TASK REQUIREMENTS:
Return each line of the records below word for word, with no changes.
**** DATA PROVIDED
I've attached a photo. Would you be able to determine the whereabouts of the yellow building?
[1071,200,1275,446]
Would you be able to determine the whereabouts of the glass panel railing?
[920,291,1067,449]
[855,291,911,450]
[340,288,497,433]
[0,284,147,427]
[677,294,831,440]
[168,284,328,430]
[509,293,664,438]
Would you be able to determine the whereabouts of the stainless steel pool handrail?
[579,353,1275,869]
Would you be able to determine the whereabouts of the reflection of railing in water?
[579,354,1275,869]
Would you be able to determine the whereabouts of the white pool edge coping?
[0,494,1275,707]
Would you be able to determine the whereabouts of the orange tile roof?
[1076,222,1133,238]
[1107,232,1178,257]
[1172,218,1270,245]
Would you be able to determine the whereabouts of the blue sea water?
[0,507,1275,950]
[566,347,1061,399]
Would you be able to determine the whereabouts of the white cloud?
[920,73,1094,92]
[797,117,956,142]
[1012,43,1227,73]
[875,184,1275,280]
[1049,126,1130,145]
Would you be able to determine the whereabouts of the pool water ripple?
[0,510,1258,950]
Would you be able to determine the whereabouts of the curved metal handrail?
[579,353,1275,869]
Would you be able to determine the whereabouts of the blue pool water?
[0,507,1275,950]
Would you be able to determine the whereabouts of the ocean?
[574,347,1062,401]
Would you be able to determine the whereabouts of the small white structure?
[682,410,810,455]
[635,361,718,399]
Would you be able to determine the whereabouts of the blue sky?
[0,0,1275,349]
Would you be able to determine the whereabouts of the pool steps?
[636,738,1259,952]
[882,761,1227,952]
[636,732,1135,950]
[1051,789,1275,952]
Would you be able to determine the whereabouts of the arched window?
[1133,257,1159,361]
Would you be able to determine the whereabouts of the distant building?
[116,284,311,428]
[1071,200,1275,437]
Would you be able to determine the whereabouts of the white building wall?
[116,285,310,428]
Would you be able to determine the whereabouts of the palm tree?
********
TASK RESULT:
I've attached a photo. Would you be able to determine the whereabouts of the yellow building?
[1071,200,1275,446]
Would you be able to determine the whereabouts of the glass panel railing?
[920,291,1067,449]
[855,291,911,450]
[340,288,497,433]
[0,284,147,427]
[677,294,831,440]
[168,284,328,430]
[509,293,664,438]
Would you be able to determine the whereabouts of the stainless steel pool handrail?
[579,353,1275,869]
Would you be able to determine the whereabouts of the reflection of railing in water?
[579,354,1275,869]
Would you be able to determine the whereabouts of the white pool edge coping?
[0,494,1275,707]
Would you be able to determine the whereabouts of the orange tile roof?
[1076,222,1133,238]
[1107,232,1178,257]
[1172,218,1270,245]
Would you be able to determine the whereabouts of the blue sea water?
[0,507,1275,950]
[566,347,1061,399]
Would you be able to determine the whereabouts of the white cloud?
[920,73,1094,92]
[797,117,956,142]
[1012,43,1227,73]
[875,184,1275,280]
[1049,126,1130,145]
Would you be able to determine the whereabouts of the pool water ripple?
[0,510,1258,950]
Would you be able to determine the whereabouts of the curved metal handrail?
[579,353,1275,869]
Would you be able to determine the whereabouts of the blue pool water?
[0,507,1275,950]
Would you be able to determine the whereabouts of the ocean?
[574,347,1062,401]
Would you be able to determine the whereabouts of the small white structure?
[682,410,810,455]
[635,361,718,399]
Would you be able to determine the whereabouts of the blue sky?
[0,0,1275,349]
Would you be able to determine the whereabouts of the pool steps?
[636,738,1259,952]
[882,761,1227,952]
[636,732,1135,950]
[1051,789,1275,952]
Would you be able to determine the whereabouts of the arched window?
[1133,257,1159,361]
Would you be able to determine the whereabouts of the distant building?
[116,284,311,428]
[1071,200,1275,437]
Would you be able to determine the whereabouts of the white building wall?
[116,285,310,428]
Would you be able to determine the whereabouts of the palm tree?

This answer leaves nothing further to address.